The task.
Substitute "Label" for every "Query" in the records below, changing nothing else, and write them out again without the pictures.

━━━━━ Extracted information ━━━━━

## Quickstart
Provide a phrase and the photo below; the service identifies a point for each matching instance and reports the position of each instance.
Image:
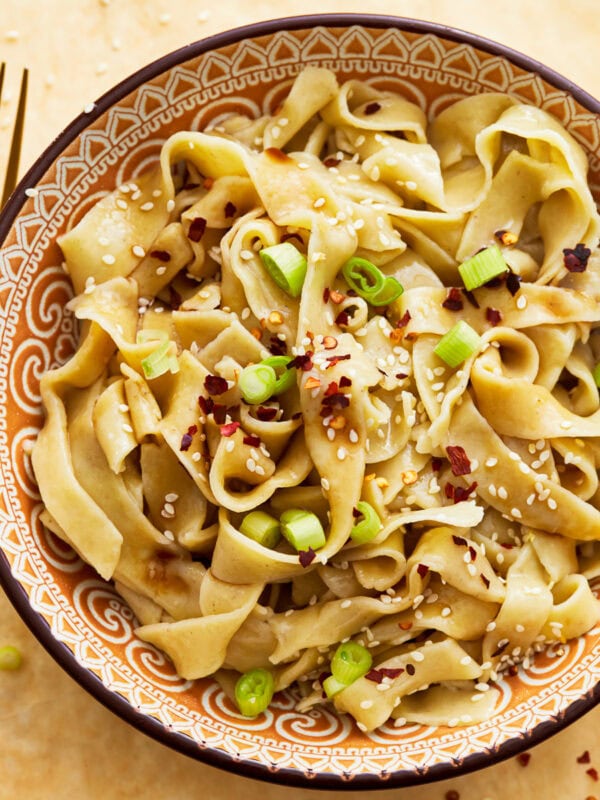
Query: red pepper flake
(303, 362)
(306, 557)
(206, 404)
(229, 429)
(197, 229)
(453, 301)
(215, 384)
(186, 439)
(333, 360)
(372, 108)
(513, 282)
(575, 260)
(377, 675)
(276, 347)
(493, 315)
(219, 411)
(161, 255)
(459, 461)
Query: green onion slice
(261, 527)
(368, 527)
(258, 382)
(286, 265)
(370, 283)
(350, 662)
(286, 378)
(482, 267)
(458, 344)
(10, 657)
(331, 686)
(254, 691)
(302, 529)
(159, 361)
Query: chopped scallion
(254, 691)
(286, 265)
(368, 527)
(370, 283)
(350, 662)
(159, 361)
(258, 382)
(482, 267)
(302, 529)
(458, 344)
(261, 527)
(10, 657)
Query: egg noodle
(481, 477)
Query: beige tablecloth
(55, 740)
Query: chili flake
(197, 229)
(575, 260)
(377, 675)
(215, 384)
(186, 439)
(459, 461)
(306, 557)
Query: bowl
(79, 618)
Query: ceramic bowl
(79, 618)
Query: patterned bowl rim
(17, 594)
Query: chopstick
(12, 169)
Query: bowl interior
(80, 618)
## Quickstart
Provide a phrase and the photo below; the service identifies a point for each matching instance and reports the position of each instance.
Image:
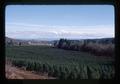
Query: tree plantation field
(60, 63)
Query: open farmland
(60, 63)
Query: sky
(59, 21)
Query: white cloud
(20, 30)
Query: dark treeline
(98, 47)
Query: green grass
(33, 56)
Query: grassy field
(64, 64)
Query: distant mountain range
(45, 42)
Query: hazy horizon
(59, 21)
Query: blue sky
(59, 21)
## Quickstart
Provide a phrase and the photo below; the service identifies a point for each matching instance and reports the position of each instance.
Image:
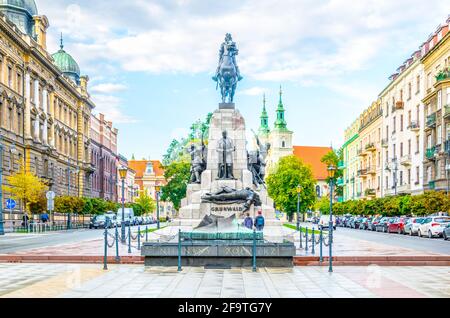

━━━━━

Exercise response.
## Quickstart
Provide a phrase and the photo below; the service identifies a point for each matching instance and reports the position of each instance.
Image:
Label: red pepper flake
(303, 362)
(306, 557)
(206, 404)
(229, 429)
(197, 229)
(453, 301)
(215, 384)
(186, 439)
(333, 360)
(372, 108)
(513, 282)
(575, 260)
(377, 675)
(276, 347)
(493, 315)
(219, 411)
(161, 255)
(459, 461)
Label: green onion slice
(261, 527)
(368, 527)
(258, 382)
(286, 265)
(370, 283)
(350, 662)
(286, 378)
(482, 267)
(458, 344)
(10, 657)
(331, 686)
(254, 691)
(302, 529)
(159, 361)
Label: chopped scallion
(254, 691)
(286, 265)
(368, 527)
(370, 283)
(350, 662)
(159, 361)
(258, 382)
(482, 267)
(302, 529)
(458, 344)
(261, 527)
(10, 657)
Label: egg noodle
(481, 477)
Label: beige tablecloth
(55, 740)
Label: chili flake
(197, 229)
(575, 260)
(377, 675)
(215, 384)
(186, 439)
(459, 461)
(306, 557)
Label: bowl
(79, 618)
Label: ceramic bowl
(79, 618)
Label: patterned bowl rim
(17, 594)
Label: chopstick
(12, 169)
Label: bowl interior
(80, 618)
## Quickstart
Provide a phrase and the photo below; the service identifies a point for each matching instance and reports the position of each instance.
Image:
Label: tree plantation field
(60, 63)
Label: open farmland
(60, 63)
Label: sky
(59, 21)
Label: white cloud
(20, 30)
Label: dark treeline
(98, 47)
Label: green grass
(33, 56)
Label: grassy field
(64, 64)
Label: distant mountain range
(45, 42)
Label: hazy horizon
(59, 21)
Label: blue sky
(59, 21)
## Quickstart
Provide a phrase and the photo below; the service identifies a point for each matching instance and reports the position of each instance.
Image:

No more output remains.